- Short problem: Reproduce the items word for word, from the line containing "Objective: provide one point per instance of the outboard" through the end of the items, both ends included.

- Provided entries:
+ + + + + + +

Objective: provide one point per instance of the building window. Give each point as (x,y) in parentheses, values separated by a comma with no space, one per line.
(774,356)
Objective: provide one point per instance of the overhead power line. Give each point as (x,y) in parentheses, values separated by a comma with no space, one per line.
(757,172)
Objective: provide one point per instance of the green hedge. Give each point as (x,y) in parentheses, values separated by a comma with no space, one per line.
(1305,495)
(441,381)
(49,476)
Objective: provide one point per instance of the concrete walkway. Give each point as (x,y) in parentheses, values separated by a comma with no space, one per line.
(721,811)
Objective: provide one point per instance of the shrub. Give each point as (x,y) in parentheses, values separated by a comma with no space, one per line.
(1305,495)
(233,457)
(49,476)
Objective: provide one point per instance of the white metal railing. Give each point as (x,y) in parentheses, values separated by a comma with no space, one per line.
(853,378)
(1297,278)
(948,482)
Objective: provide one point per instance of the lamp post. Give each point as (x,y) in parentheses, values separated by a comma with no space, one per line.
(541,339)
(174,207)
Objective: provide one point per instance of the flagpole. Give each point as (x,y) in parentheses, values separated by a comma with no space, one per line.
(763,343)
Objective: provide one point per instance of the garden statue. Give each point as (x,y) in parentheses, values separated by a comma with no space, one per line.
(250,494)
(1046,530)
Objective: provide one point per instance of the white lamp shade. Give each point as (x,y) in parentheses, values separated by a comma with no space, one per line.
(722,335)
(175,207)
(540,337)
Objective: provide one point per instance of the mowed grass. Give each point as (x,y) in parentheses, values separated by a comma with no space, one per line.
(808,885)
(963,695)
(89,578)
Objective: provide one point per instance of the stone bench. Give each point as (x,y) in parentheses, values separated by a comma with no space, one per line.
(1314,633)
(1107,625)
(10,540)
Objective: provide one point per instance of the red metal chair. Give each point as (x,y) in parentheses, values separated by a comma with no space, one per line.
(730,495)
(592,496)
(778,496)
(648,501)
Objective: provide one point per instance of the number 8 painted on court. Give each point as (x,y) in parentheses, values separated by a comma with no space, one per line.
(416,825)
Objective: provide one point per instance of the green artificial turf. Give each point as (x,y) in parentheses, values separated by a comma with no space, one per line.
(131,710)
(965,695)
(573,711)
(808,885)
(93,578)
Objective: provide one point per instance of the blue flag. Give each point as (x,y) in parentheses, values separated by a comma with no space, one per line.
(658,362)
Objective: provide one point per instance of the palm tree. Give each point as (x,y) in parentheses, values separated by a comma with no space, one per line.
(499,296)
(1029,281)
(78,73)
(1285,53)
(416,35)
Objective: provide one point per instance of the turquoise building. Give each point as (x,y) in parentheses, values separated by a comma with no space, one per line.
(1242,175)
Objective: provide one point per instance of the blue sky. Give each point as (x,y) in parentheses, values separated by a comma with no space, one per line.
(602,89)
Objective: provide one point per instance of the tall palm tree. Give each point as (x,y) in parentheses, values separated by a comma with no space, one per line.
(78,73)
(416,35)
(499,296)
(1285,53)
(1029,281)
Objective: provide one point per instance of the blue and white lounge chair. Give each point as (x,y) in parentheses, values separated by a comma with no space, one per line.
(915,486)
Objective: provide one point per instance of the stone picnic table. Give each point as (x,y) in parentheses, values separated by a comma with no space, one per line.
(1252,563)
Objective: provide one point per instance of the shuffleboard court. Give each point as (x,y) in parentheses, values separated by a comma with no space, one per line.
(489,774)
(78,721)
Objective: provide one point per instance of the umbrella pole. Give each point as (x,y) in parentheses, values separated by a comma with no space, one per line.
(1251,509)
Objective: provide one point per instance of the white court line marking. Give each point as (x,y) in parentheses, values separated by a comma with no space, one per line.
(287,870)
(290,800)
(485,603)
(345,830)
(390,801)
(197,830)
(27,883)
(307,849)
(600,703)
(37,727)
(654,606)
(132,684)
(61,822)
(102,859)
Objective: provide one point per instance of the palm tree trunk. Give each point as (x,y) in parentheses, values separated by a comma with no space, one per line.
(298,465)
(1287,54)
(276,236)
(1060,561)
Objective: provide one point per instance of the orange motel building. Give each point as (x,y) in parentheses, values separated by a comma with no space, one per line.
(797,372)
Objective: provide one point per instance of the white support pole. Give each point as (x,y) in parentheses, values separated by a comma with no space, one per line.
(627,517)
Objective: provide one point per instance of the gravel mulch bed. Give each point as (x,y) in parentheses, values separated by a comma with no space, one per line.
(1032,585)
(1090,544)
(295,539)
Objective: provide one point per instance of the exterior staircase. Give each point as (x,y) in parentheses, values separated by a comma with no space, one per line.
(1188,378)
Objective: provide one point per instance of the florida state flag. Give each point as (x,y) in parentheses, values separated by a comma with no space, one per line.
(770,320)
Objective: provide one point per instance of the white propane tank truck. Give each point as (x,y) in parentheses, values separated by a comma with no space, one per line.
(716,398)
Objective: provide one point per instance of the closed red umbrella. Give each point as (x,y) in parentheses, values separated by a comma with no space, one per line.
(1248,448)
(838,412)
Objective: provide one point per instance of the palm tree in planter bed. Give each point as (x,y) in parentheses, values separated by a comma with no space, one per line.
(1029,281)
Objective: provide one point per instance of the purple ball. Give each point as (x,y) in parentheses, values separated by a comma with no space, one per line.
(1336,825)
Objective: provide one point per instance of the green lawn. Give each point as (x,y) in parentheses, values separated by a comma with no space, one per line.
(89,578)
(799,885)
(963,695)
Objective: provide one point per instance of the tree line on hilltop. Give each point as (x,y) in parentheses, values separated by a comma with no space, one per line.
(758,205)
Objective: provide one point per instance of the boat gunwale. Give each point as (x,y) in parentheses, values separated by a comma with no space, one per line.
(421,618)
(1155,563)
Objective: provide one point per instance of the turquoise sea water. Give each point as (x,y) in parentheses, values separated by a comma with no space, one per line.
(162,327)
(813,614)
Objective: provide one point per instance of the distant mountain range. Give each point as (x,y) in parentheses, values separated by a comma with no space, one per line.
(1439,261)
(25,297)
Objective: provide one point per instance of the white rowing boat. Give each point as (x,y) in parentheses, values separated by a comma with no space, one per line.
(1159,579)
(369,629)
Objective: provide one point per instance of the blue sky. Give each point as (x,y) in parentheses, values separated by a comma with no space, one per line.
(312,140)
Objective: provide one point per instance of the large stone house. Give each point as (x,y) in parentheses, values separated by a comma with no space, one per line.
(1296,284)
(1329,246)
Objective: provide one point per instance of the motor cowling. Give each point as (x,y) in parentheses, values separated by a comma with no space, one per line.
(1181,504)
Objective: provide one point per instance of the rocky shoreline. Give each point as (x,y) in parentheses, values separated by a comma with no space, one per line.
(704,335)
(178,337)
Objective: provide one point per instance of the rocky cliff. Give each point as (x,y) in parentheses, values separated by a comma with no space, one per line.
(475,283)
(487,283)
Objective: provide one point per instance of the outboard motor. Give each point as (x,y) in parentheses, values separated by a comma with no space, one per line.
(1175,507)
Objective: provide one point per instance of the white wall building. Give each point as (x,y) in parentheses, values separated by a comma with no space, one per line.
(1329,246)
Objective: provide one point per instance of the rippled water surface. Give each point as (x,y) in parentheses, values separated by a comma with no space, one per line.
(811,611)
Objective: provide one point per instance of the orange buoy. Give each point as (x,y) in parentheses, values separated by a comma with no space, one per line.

+ + + + + + +

- Problem solution:
Objective: provide one point per instance of the outboard motor. Give each point as (x,y) in parentheses, values separated by a comma with no space, one per line.
(1175,507)
Objective: provide one point per instance of the white wall building. Give each point as (x,y) in parentheses, values separated by a comma with no space, one per line.
(1329,246)
Objective: provide one point per instance of the rippled water surface. Give each point as (x,y) in parentheses, values separated by a comma with no space, one per line.
(811,611)
Objective: provide one point per instance of the orange buoy. Give each point as (x,y) in parentheses, values separated by a comma with no space, one per line.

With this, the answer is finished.